> Problem description: Could you lay out every line of the items below as a Markdown table with the columns "Row" and "Line", skipping blank lines and leaving the pictures out?

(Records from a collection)

····················

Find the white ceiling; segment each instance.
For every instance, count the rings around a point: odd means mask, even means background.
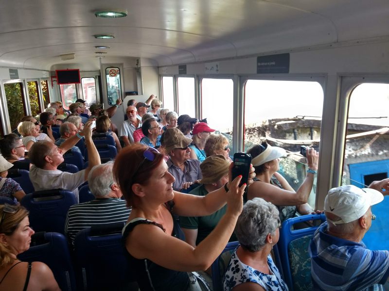
[[[96,17],[126,9],[126,17]],[[110,33],[112,40],[93,35]],[[355,40],[387,39],[387,0],[3,0],[0,66],[50,69],[109,57],[164,66]]]

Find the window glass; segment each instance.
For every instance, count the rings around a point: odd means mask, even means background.
[[[174,111],[174,89],[173,77],[162,77],[162,92],[163,96],[162,107],[170,111]]]
[[[245,151],[266,140],[293,153],[280,160],[279,172],[297,190],[308,169],[300,146],[318,149],[321,86],[313,81],[248,80],[244,94]],[[308,200],[313,207],[315,191],[316,181]]]
[[[120,71],[117,67],[107,68],[106,69],[106,76],[108,104],[113,105],[122,96]]]
[[[178,97],[178,115],[187,114],[195,117],[194,78],[179,77],[177,79]]]
[[[232,135],[233,81],[204,78],[201,88],[201,118],[207,118],[211,128]]]
[[[30,97],[30,106],[31,109],[31,115],[33,116],[40,113],[40,103],[38,97],[38,82],[30,81],[27,82],[28,96]]]
[[[40,81],[40,87],[42,89],[42,97],[43,99],[43,107],[47,108],[47,106],[50,103],[50,97],[49,94],[49,86],[47,80]]]
[[[78,98],[75,84],[65,84],[59,85],[62,104],[65,109],[69,109],[69,105],[74,103]]]
[[[87,101],[87,106],[97,103],[96,95],[96,81],[93,77],[83,78],[81,79],[82,93],[84,100]]]
[[[22,88],[21,83],[4,84],[12,130],[18,128],[18,125],[21,119],[27,115],[26,109],[23,104],[23,94]]]

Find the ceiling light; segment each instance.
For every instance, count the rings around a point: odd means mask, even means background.
[[[106,9],[96,11],[94,15],[96,17],[118,18],[127,16],[127,10],[125,9]]]
[[[108,38],[115,38],[113,34],[95,34],[94,35],[95,38],[106,39]]]

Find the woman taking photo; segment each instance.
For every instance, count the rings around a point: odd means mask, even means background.
[[[17,258],[30,248],[34,234],[24,207],[0,205],[0,290],[60,290],[46,264],[22,262]]]
[[[241,177],[205,196],[174,191],[174,178],[163,155],[142,145],[121,152],[114,175],[127,206],[132,208],[123,241],[141,290],[190,290],[192,283],[198,282],[190,272],[211,266],[233,231],[246,188],[246,184],[238,187]],[[196,247],[182,240],[183,233],[173,215],[207,215],[226,201],[226,214]]]
[[[297,191],[277,172],[280,169],[279,158],[286,155],[284,149],[264,143],[254,146],[247,153],[251,155],[256,175],[254,183],[248,188],[248,199],[260,197],[276,205],[280,211],[281,222],[294,217],[296,211],[303,215],[313,211],[307,202],[318,164],[319,154],[314,149],[307,150],[309,169]]]

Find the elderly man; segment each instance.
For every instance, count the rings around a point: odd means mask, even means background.
[[[327,222],[316,231],[308,250],[313,290],[384,290],[389,252],[369,250],[362,241],[375,219],[371,206],[383,199],[376,190],[350,185],[329,191]]]
[[[29,157],[33,164],[30,169],[30,179],[35,191],[66,189],[72,191],[78,201],[78,187],[86,181],[92,168],[101,163],[99,153],[92,141],[91,124],[91,121],[87,122],[82,131],[67,139],[59,147],[47,141],[34,143]],[[88,151],[88,167],[75,174],[57,170],[58,166],[64,162],[64,154],[83,136]]]
[[[76,235],[92,225],[125,222],[131,209],[126,206],[120,188],[113,179],[113,162],[95,166],[88,175],[88,184],[96,199],[71,206],[66,217],[65,234],[74,244]]]
[[[200,182],[202,185],[194,188],[189,194],[205,196],[210,192],[223,187],[228,182],[229,167],[230,162],[224,156],[215,155],[207,158],[200,165],[203,175]],[[225,205],[214,213],[207,216],[180,216],[180,225],[185,235],[185,241],[196,247],[216,227],[226,210],[227,205]],[[236,237],[232,234],[230,241],[236,240]]]
[[[64,122],[59,128],[59,134],[61,135],[61,137],[57,139],[54,143],[59,146],[65,141],[70,137],[75,135],[77,132],[78,132],[78,129],[75,125],[71,122]],[[80,154],[81,153],[81,151],[80,150],[78,146],[72,146],[71,149],[78,151]]]
[[[175,178],[173,189],[187,189],[196,180],[201,179],[201,171],[198,160],[190,159],[192,140],[184,136],[179,129],[168,129],[163,133],[161,142],[169,156],[168,171]]]
[[[125,111],[128,119],[123,122],[120,128],[120,136],[124,146],[134,143],[134,131],[142,127],[141,119],[138,116],[137,113],[135,106],[128,106]]]

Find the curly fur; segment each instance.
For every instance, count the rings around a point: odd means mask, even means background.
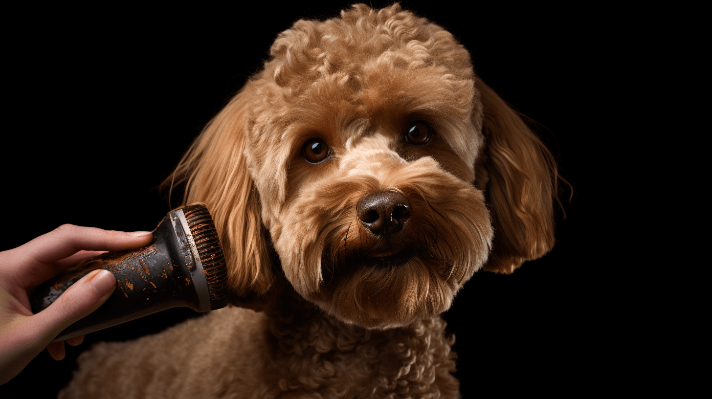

····················

> Expected answer:
| Row | Line |
|---|---|
| 1 | Find the white ceiling; segment each instance. |
| 2 | For every instance, count the rings around a point: odd means mask, even means background. |
| 3 | [[[96,17],[126,9],[126,17]],[[110,33],[112,40],[93,35]],[[355,40],[387,39],[387,0],[3,0],[0,66],[50,69],[109,57],[164,66]]] |
| 4 | Find the window glass; segment each instance. |
| 5 | For every instance, count the rings around a point: odd means mask, even means background. |
| 6 | [[[174,111],[174,89],[173,77],[162,77],[162,92],[163,96],[162,107],[170,111]]] |
| 7 | [[[245,151],[266,140],[293,153],[280,160],[279,172],[297,190],[308,169],[300,146],[318,149],[321,86],[313,81],[248,80],[244,94]],[[308,200],[313,207],[315,191],[316,181]]] |
| 8 | [[[120,71],[117,67],[107,68],[106,69],[106,76],[108,104],[113,105],[122,96]]] |
| 9 | [[[178,97],[178,115],[187,114],[195,117],[194,78],[179,77],[177,79]]] |
| 10 | [[[232,135],[233,81],[204,78],[201,88],[201,118],[207,118],[211,128]]] |
| 11 | [[[30,97],[30,106],[31,109],[31,115],[33,116],[40,113],[40,103],[38,97],[38,82],[30,81],[27,82],[28,96]]] |
| 12 | [[[40,81],[40,87],[42,89],[42,97],[43,99],[43,107],[47,108],[47,106],[50,103],[50,97],[49,94],[49,86],[47,80]]] |
| 13 | [[[78,98],[75,84],[65,84],[59,85],[62,104],[65,109],[69,109],[69,105],[74,103]]] |
| 14 | [[[87,101],[87,106],[97,103],[96,95],[96,81],[93,77],[83,78],[81,79],[82,93],[84,100]]] |
| 15 | [[[22,88],[21,83],[4,84],[12,130],[18,128],[18,125],[21,119],[27,115],[26,109],[23,104],[23,94]]] |
| 16 | Find the ceiling light; segment each instance. |
| 17 | For every instance, count the rings around a point: odd means mask, even means background. |
| 18 | [[[106,9],[96,11],[94,15],[96,17],[118,18],[127,16],[127,10],[125,9]]] |
| 19 | [[[108,38],[115,38],[113,34],[95,34],[94,35],[95,38],[106,39]]] |
| 20 | Find the woman taking photo; segment each instance. |
| 21 | For every instance, count the rings around a point: odd means mask, even means background. |
| 22 | [[[17,258],[30,248],[34,234],[24,207],[0,205],[0,290],[60,290],[46,264],[22,262]]] |
| 23 | [[[241,177],[205,196],[174,191],[174,178],[163,155],[142,145],[121,152],[114,175],[127,206],[132,208],[123,241],[141,290],[190,290],[192,283],[198,282],[190,272],[211,266],[233,231],[246,188],[246,184],[238,187]],[[196,247],[182,240],[183,233],[173,215],[207,215],[226,201],[226,214]]] |
| 24 | [[[297,191],[277,172],[280,169],[279,158],[286,155],[284,149],[264,143],[254,146],[247,153],[251,155],[256,175],[254,183],[248,188],[248,199],[260,197],[276,205],[280,211],[281,222],[294,217],[296,211],[303,215],[313,211],[307,202],[318,164],[319,154],[314,149],[307,150],[309,169]]] |
| 25 | Find the elderly man; segment each instance. |
| 26 | For every instance, count the rings around a point: odd means mask, even means background. |
| 27 | [[[327,222],[316,231],[308,250],[313,290],[384,290],[389,252],[369,250],[362,241],[375,219],[371,206],[383,199],[376,190],[350,185],[329,191]]] |
| 28 | [[[29,157],[33,164],[30,169],[30,179],[35,191],[66,189],[72,191],[78,201],[78,187],[86,181],[92,168],[101,163],[99,153],[92,141],[91,124],[91,121],[87,122],[82,131],[67,139],[59,147],[47,141],[34,143]],[[88,151],[88,167],[75,174],[57,170],[58,166],[64,162],[64,154],[83,136]]] |
| 29 | [[[76,235],[92,225],[125,222],[131,209],[126,206],[120,188],[113,179],[113,162],[95,166],[88,175],[88,184],[96,199],[71,206],[66,217],[65,234],[74,244]]] |
| 30 | [[[200,182],[202,185],[194,188],[189,194],[205,196],[210,192],[223,187],[228,182],[229,167],[230,162],[224,156],[215,155],[207,158],[200,165],[203,175]],[[225,205],[214,213],[207,216],[180,216],[180,225],[185,235],[185,241],[196,247],[216,227],[226,210],[227,205]],[[236,237],[232,234],[230,241],[236,240]]] |
| 31 | [[[64,122],[59,128],[59,134],[61,135],[61,137],[57,139],[54,143],[59,146],[65,141],[70,137],[75,135],[77,132],[78,132],[78,129],[75,125],[71,122]],[[80,154],[81,153],[81,151],[80,150],[78,146],[72,146],[71,149],[78,151]]] |
| 32 | [[[175,178],[173,189],[187,189],[196,180],[201,179],[201,171],[198,160],[190,159],[192,140],[184,136],[179,129],[168,129],[163,133],[161,142],[169,156],[168,171]]] |
| 33 | [[[125,111],[128,119],[123,122],[120,128],[120,136],[124,146],[134,143],[134,131],[142,127],[141,119],[138,116],[137,113],[135,106],[128,106]]] |
| 34 | Find the curly fur; segment each instance. |
| 35 | For every instance, count the rings around a point: odd means mask, even means background. |